引用文.
2025年9月27日(土)、『福武トレス』の開園1周年を記念した全3回シリーズのイベント「resonance 建築と庭と人『共鳴する3つの視点』」の第2回が開催されました。
本イベントは、『福武トレス』の創設に携わった各分野の専門家をお招きし、トークセッションを通じて「建築と庭と人」の関係性を深く掘り下げる内容となっています。今回は「建築と施工の視点」をテーマに、『福武トレス』の建築的ディテールにより深く迫るお話を伺いました。
今回お招きした登壇者は、下記の皆さまです。
武井誠さん・鍋島千恵さん(TNA/建築設計)
佐々木啓輔さん(藤木工務店/施工)


TNAが語る3つの視点
冒頭、オーナー・福武美津子が参加者の皆様へご挨拶。その後、武井さんが「このプロジェクトは、日本の建築界や造園界にとってターニングポイントになると思っています」と語り、会場の空気を引き締めていただきました。
TNAのお二人からは、福武トレスのプロジェクトの核心となる三つの視点が語られました。
・新旧の庭をつなぐ緑のコンバージョン
・外と内を曖昧にする森に溶け込む建築のかたち
・芸術品のありようを感じる透明な鑑賞空間
これらはいずれも「自然と建築が呼応し、人本位の展示空間を生み出す」という思想に基づいています。武井さんは「建築が庭のように、庭が建築のように振る舞う関係をつくりたかった」とまとめ、空間のコンセプトを明確に示されました。
さらに、Fギャラリーの不等辺三角形の構成についても言及。自然と調和する設計を追求する中で導き出された「かたち」でしたが、偶然にも当園の雑木の自然風庭園を手掛けた小形研三氏の作庭手法と呼応しています。小形氏は雑木や石を不等辺三角形に配置し、里山のような自然観を表現。設計と庭の思想が時を超えて響き合う、福武トレスはそんな稀有な空間であることが改めて浮かび上がりました。

課題の指示.
1. 福武トレスのトーク報告によると、Fギャラリーの不等辺三角形の構成はどのように導き出されたかたちですか。また、それが小形研三氏の作庭手法と呼応するといえるのはなぜですか。一文から三文で説明してください。
2. 福武トレスのトーク報告の最後の文に続けて、その先の部分を書いてください。
行のデータは、福武トレスのトーク報告とは別の出典から取られています。

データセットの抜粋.
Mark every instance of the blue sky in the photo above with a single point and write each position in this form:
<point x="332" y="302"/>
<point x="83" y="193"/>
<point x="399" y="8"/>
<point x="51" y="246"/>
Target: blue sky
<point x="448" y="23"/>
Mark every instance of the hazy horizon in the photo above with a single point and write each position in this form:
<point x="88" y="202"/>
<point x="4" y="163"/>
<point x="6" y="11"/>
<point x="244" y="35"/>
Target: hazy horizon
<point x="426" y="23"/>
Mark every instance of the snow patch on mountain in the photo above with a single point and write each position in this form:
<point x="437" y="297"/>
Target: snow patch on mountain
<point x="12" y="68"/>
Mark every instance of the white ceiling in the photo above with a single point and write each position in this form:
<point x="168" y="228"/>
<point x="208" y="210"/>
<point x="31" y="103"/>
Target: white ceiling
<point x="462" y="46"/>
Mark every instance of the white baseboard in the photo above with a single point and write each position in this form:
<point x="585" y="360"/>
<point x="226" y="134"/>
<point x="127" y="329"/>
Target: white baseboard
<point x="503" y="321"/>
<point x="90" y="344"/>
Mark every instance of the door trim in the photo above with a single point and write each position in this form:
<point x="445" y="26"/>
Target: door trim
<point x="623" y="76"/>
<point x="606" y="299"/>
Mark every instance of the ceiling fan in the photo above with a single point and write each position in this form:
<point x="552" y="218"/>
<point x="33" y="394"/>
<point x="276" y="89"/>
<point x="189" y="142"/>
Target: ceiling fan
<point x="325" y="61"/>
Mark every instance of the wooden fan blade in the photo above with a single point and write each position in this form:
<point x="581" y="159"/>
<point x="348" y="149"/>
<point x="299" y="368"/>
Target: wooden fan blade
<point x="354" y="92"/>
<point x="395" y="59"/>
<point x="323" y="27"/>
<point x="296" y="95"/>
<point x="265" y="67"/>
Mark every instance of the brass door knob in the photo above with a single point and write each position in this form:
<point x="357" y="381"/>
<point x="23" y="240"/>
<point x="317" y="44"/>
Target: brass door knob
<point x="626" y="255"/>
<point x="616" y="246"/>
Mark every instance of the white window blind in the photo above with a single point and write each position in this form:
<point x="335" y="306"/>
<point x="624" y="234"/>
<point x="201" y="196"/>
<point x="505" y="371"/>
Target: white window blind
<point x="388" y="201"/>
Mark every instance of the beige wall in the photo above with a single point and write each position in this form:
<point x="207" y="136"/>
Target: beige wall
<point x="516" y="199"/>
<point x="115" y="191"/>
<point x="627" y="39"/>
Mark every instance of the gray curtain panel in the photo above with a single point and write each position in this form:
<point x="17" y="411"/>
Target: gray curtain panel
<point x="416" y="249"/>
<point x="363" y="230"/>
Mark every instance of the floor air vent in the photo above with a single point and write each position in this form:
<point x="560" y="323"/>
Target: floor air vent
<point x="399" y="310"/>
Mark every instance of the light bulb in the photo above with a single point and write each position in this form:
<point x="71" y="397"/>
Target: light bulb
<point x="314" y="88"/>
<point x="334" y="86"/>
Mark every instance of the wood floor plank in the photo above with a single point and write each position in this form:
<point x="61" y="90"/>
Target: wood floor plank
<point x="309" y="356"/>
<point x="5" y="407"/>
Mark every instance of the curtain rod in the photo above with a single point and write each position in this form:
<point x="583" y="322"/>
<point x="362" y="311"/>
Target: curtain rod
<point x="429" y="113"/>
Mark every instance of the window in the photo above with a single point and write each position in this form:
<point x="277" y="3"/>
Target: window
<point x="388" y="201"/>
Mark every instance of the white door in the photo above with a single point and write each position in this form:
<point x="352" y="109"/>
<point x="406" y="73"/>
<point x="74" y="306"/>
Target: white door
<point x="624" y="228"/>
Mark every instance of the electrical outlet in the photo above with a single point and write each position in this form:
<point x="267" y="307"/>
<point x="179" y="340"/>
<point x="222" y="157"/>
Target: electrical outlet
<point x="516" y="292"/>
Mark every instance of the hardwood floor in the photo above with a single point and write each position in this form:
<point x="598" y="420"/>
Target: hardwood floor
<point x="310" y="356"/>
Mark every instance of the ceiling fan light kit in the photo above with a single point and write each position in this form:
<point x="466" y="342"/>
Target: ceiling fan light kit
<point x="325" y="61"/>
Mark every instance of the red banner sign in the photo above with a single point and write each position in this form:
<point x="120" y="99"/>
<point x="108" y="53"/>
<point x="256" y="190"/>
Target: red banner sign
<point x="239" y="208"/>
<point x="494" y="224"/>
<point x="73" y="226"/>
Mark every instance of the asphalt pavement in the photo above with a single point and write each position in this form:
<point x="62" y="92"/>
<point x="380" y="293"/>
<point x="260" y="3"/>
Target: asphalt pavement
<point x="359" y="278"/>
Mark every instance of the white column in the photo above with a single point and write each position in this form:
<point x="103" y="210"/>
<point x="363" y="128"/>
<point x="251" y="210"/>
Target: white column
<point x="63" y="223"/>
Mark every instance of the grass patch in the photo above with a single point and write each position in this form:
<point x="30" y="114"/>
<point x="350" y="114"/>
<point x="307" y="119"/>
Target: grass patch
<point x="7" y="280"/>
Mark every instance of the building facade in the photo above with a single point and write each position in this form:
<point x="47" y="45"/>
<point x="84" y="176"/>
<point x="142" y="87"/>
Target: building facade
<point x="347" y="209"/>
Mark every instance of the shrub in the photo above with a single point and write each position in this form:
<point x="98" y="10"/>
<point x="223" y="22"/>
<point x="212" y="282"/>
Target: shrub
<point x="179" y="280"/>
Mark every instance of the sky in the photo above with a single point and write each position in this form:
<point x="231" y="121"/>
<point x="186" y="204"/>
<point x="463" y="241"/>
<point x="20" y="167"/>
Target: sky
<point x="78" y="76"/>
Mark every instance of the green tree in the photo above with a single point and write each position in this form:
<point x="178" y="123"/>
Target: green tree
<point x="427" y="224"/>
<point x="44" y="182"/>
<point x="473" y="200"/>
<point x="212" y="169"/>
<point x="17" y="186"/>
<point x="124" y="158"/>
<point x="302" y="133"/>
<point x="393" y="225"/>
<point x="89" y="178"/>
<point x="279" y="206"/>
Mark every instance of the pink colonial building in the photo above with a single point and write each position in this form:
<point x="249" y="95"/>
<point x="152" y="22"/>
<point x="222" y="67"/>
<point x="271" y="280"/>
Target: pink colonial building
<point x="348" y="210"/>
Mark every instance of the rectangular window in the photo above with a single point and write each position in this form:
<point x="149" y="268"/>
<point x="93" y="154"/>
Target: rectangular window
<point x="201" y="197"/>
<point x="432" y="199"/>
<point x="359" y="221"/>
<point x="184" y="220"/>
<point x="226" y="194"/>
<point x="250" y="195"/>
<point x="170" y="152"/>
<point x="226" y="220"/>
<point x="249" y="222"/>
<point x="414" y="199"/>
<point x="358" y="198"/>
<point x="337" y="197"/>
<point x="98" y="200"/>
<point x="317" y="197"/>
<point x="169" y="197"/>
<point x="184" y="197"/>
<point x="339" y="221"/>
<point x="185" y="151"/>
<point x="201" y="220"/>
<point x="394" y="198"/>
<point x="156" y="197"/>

解答例.
1. Fギャラリーの不等辺三角形は、自然と調和する設計を追求する中で導き出されたかたちです。当園の雑木の自然風庭園を手掛けた小形研三氏も、雑木や石を不等辺三角形に配置して里山のような自然観を表現していました。同じ構成が使われているため、設計と庭の手法が呼応しているといえます。

2.
相番(あいばん) ― 三者のリスペクトが支えた工事
通常の現場では建築が完成してから造園が入りますが、今回は建築と造園を同時進行で進める「相番(あいばん)」が頻繁に行われました。最終的な緑の在り様を優先した、非常に手間のかかる工程です。
この挑戦が可能だったのは、設計・施工・造園の三者が互いの領域を尊重し合い、リスペクトの関係を築いていたからこそ。鍋島さんは「設計者は線を引き、言葉で語るしかできない。だからこそ現場で手を動かす人を信じ、尊重し合うことが不可欠だった」と語りました。

施工の現場から ― 精度と手仕事の価値
話題は自然に、藤木工務店の佐々木啓輔さんが担った施工のお話へ。
TNAのお二人のヴィジョンを形にするのは、佐々木さんをはじめとする藤木工務店の皆さんです。佐々木さんからは、施工現場の工夫と苦労が語られました。
・縄張りやドローン撮影で敷地を可視化し、3D CADと実測を往復しながら精度を高めたこと
・300本以上の鉄柱位置を一本ずつ確認し、製作に反映したこと
・高透過ガラスの隙間のシールは透明の材料を使用しているが、透明であることから、普段表に見えることの少ない気泡やシール打作業で使用するヘラの跡が目立たない様に施工し、繊細かつ高度な技術が施されたこと
特に「工事完成までに、仕上がりをイメージし、モックアップなどの作成の上、良い物を作るために、試行錯誤を重ねて、実際に目で見て、手で触れることが大事」と強調した場面は印象的でした。効率化が重んじられる時代に、あえて非効率を受け入れ、人の痕跡を残す。床や棚に用いられた「洗い出し仕上げ」はその象徴であり、自然と人工をつなぐものづくりの姿勢を体現していました。
施工プロセスをまとめたスライドショーでは、佐々木さんが嵐の『カイト』を挿入歌に選び、会場は和やかな空気に。曲名には「三角形」のイメージもあり、不等辺三角形の構成から生まれた建築と庭の呼応を連想させます。さらに「未来に残す」という歌詞のニュアンスもプロジェクトの精神に重なり、選曲の意図が語られました。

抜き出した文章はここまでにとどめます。